*Check your understanding*:
1. List every distinct username that appears as a poster in the lunch thread.
2. In the lunch thread, what does Arnold say he eats for lunch every day?
3. Reproduce the lunch thread from "I guess that" up to and including "2 Chicken Patties.", swapping "Skirt steak" for "Flank steak".

*Source extract*:

# Whats for lunch today?



## Rusty (Jan 8, 2003)

I'm having home made chicken soup that my wife made.........She puts the chicken breast on the george forman grill, and then cubes it, then puts in all the veggies and some (very few) pasta noddles.  Add tabasco, one great luch.


----------



## I Are Baboon (Jan 8, 2003)

I had a can of tuna already, and I have a chicken breast covered in Shake 'n Bake that I'm about to eat.  I have an orange for dessert.

 

can I have some soup?


----------



## Tank316 (Jan 8, 2003)

2 chicken breasts,1 1/2 cups of brown rice, 1 grapefruit. and some h20.


----------



## ponyboy (Jan 8, 2003)

Chicken souvlaki on a pita with tomato, lettuce and peppers, and roasted potato on the side.  

Do any of us not eat chicken for lunch?


----------



## Scotty the Body (Jan 8, 2003)

Tuna sub from subway, save the other half for later.


----------



## Arnold (Jan 8, 2003)

for me it's the same lunch every day, 2 tuna fish sandwiches.


----------



## Dr. Pain (Jan 8, 2003)

I went ALL OUT, Spared no expense.........Solid White Albacore, greens and an apple (Fucking Gala's are good, but I miss Granny Smiths)  

DP


----------



## Rusty (Jan 8, 2003)

> _*Originally posted by Dr. Pain *_
> (Fucking Gala's are good, but I miss Granny Smiths)
> 
> DP




Granny Smiths are the shit........pardon the pun.


----------



## I Are Baboon (Jan 8, 2003)

Christ, four of the seven people in this thread ate tuna.


----------



## Rusty (Jan 8, 2003)

> _*Originally posted by I Are Baboon *_
> Christ, four of the seven people in this thread ate tuna.




I guess that means we really need to have a poll..........

Chicken or Tuna........


----------



## Twin Peak (Jan 8, 2003)

Lunch 1: Skirt steak
Lunch 2: 2 Chicken Patties.


----------



## I Are Baboon (Jan 8, 2003)

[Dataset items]
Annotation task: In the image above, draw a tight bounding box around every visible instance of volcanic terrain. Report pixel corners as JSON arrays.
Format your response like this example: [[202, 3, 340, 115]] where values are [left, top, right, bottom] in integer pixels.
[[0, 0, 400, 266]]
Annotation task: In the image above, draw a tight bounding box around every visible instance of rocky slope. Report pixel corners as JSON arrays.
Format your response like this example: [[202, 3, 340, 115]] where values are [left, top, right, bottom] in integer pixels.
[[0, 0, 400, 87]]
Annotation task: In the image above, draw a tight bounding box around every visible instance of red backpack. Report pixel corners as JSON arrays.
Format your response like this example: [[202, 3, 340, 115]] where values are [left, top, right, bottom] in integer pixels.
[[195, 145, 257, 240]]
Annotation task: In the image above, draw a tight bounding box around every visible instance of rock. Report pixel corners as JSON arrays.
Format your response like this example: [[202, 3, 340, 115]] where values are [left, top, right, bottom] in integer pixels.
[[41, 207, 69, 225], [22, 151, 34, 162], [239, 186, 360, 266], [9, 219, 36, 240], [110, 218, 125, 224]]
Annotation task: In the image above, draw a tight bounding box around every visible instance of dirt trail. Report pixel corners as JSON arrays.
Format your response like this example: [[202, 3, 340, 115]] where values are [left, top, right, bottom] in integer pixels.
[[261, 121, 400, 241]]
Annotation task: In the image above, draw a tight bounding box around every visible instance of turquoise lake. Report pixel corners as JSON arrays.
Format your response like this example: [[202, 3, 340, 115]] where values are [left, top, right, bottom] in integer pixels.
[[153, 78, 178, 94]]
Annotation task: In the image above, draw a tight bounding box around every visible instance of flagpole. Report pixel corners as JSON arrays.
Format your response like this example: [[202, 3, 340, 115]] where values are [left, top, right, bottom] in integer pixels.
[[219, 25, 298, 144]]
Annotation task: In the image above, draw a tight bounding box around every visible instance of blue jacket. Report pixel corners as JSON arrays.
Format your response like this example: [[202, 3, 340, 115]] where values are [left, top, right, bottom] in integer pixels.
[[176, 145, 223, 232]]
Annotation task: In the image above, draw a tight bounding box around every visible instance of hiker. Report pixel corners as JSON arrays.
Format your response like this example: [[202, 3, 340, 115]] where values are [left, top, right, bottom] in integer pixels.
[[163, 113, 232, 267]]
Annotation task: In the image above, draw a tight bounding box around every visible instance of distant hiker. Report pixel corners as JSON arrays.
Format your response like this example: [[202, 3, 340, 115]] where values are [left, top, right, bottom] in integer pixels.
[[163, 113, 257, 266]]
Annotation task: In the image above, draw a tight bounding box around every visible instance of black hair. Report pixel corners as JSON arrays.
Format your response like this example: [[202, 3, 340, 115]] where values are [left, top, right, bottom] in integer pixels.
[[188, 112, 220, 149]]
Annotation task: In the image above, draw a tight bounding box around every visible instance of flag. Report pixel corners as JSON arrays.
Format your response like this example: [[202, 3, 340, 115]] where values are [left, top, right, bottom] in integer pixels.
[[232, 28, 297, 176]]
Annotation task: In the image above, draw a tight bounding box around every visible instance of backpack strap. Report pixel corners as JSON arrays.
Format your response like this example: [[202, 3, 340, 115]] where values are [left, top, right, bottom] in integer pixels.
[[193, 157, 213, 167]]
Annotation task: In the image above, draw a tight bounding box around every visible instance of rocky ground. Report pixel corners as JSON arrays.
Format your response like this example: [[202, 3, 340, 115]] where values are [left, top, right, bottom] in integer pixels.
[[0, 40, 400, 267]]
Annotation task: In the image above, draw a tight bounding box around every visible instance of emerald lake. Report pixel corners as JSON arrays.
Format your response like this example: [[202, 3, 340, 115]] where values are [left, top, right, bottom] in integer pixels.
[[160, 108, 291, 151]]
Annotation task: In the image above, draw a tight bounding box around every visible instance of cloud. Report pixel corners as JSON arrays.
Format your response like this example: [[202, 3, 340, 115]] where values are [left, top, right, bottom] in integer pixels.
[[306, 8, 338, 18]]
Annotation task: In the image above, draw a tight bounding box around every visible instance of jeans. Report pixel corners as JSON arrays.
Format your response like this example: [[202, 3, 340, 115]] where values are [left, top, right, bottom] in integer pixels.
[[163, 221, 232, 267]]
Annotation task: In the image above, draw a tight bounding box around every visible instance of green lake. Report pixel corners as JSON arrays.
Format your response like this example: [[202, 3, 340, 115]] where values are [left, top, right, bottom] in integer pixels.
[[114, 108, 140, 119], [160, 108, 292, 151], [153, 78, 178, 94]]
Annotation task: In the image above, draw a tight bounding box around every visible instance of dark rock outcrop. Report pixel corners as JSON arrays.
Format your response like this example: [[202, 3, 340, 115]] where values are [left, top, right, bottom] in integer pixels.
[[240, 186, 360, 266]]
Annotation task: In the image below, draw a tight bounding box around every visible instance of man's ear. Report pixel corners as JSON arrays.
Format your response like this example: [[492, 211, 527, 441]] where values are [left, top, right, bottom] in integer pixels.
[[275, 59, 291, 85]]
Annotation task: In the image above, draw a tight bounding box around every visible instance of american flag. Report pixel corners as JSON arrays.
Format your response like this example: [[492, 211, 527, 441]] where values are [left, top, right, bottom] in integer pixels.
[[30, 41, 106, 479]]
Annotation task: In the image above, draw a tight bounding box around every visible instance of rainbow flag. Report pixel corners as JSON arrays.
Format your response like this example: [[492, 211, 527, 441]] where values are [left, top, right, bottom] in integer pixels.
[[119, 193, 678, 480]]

*Answers by task*:
1. Rusty, I Are Baboon, Tank316, ponyboy, Scotty the Body, Arnold, Dr. Pain, Twin Peak

2. Two tuna fish sandwiches.

3.
I guess that means we really need to have a poll..........

Chicken or Tuna........


----------



## Twin Peak (Jan 8, 2003)

Lunch 1: Flank steak
Lunch 2: 2 Chicken Patties.